Point-per-instance localization data:
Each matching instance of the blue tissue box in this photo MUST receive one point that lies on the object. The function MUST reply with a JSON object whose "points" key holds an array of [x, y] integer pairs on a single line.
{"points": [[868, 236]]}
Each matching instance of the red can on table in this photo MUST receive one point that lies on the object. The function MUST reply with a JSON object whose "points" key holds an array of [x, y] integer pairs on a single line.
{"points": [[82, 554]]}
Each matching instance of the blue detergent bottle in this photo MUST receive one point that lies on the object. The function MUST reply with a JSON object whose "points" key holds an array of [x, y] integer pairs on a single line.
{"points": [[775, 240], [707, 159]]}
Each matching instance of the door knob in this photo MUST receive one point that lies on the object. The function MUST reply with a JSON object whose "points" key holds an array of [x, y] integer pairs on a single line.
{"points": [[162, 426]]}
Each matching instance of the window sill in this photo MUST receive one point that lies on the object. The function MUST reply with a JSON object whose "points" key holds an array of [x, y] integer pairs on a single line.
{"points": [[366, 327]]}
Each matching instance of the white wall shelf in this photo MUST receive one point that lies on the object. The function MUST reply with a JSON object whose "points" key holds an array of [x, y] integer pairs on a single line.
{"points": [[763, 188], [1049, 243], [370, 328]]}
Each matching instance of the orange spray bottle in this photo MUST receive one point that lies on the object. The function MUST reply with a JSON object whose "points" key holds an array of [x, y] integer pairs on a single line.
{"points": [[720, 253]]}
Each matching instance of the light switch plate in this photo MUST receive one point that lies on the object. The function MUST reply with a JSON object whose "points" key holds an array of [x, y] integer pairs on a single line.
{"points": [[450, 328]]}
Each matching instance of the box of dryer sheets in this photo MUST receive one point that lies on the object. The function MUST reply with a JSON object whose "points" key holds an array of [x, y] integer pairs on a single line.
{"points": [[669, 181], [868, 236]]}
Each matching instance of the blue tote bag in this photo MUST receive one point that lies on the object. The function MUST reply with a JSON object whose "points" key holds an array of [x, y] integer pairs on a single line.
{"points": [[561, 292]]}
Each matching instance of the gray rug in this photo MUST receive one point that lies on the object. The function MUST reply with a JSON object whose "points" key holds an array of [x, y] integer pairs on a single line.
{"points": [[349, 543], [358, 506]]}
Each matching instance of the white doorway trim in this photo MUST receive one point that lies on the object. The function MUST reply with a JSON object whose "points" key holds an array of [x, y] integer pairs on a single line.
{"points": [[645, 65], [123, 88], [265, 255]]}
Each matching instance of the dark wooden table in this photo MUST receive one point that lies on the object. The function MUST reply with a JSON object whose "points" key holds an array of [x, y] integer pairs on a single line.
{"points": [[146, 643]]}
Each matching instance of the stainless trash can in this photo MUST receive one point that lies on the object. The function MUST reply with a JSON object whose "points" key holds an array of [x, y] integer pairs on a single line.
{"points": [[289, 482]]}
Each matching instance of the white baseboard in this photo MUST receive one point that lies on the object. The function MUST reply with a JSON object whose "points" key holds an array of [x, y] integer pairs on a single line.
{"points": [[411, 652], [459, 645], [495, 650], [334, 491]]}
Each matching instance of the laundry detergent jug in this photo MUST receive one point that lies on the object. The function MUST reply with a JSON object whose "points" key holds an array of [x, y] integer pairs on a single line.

**Task brief:**
An exact copy of all the records is the expected answer.

**Answer for this exercise:**
Each matching instance of the blue tissue box in this photo MUST receive one point that lies on the object. The function MUST reply with a JSON object whose "points" key holds an array of [x, y] integer pairs on a single line.
{"points": [[868, 236]]}
Each matching instance of the red can on table in this photo MUST receive one point that lies on the object. The function MUST reply with a JSON object whose "points" key holds an array of [x, y] integer pairs on a single line.
{"points": [[82, 554]]}
Each matching instance of the blue detergent bottle in this photo MUST receive one point that lies on the object. The function MUST reply with a JSON object whose "points" key holds an array of [x, y] integer pairs on a single line.
{"points": [[775, 240], [707, 159]]}
Each matching instance of the door knob in this photo MUST receive one point that lies on the object. The function MUST reply with a JSON object whose "points" key holds an array of [x, y] integer pairs on a single line.
{"points": [[162, 426]]}
Each matching instance of the window sill in this photo MUST receive one point that lies on the object. The function MUST reply with a JSON object whose "points" key holds an array of [x, y] integer pairs on a single line.
{"points": [[366, 327]]}
Each matching instance of the white wall shelf in this photo MUST receive one point that lies on the object. The function MUST reply with a JSON object whose "points" key holds an array of [x, y] integer pairs on a single line.
{"points": [[763, 188], [1049, 243], [370, 328]]}
Each matching instance of the orange spray bottle in this photo MUST receive one point that lies on the object. The function MUST reply with a JSON object whose "points" key holds an array of [x, y] integer pairs on a single line.
{"points": [[720, 253]]}
Each matching instance of the light switch plate in this photo MUST receive one point that lies on the object. The function MUST reply with a JSON object whose "points" key holds an array of [x, y] integer pairs on a single line.
{"points": [[450, 328]]}
Each matching instance of the box of dryer sheets in this photo MUST receive one point that lies on the object. The function MUST reply with a JSON object whose "points" key holds an array of [x, y] integer pairs on a single line.
{"points": [[669, 181], [868, 236]]}
Each matching instance of the blue tote bag in this photo MUST receive one point that lies on the object. The function MUST reply with a JSON object whose "points" key holds an array of [x, y] integer pairs on a single line.
{"points": [[561, 292]]}
Each matching instance of the gray rug in this photo MUST receive one point that lies on the object. The function MUST reply with a JSON object whose "points" key holds an array of [x, y] integer pairs on a single line.
{"points": [[349, 543], [358, 506]]}
Each matching instance of the white doorway trim in this photo MUST receive one point that lies on the object. The function MUST reply with a JSON object whose "points" key holds an array of [x, y] integer pairs on a single line.
{"points": [[645, 65], [123, 88], [265, 255]]}
Each matching instance of the dark wooden table in this photo MUST receive one point that lies on the object. The function MUST reply with a JSON object whose "points" key holds an array of [x, y] integer pairs on a single line.
{"points": [[146, 643]]}
Each matching instance of the stainless trash can in this photo MUST receive one point that lies on the object. The function MUST reply with a JSON object whose "points" key holds an array of [x, y] integer pairs on a single line.
{"points": [[289, 482]]}
Each matching instance of the white baseboard in this photo MUST receive one point that lies on the object. The function MUST reply with a JSON object whose "points" key holds an array of [x, y] integer pairs on a single line.
{"points": [[411, 652], [459, 645], [495, 650], [334, 491]]}
Each matching instance of the laundry detergent jug in this photo MUST receive one point that lies on the object. The function MUST reply with a JSON object whose "points" key holds an array of [x, y] integer pairs on a single line.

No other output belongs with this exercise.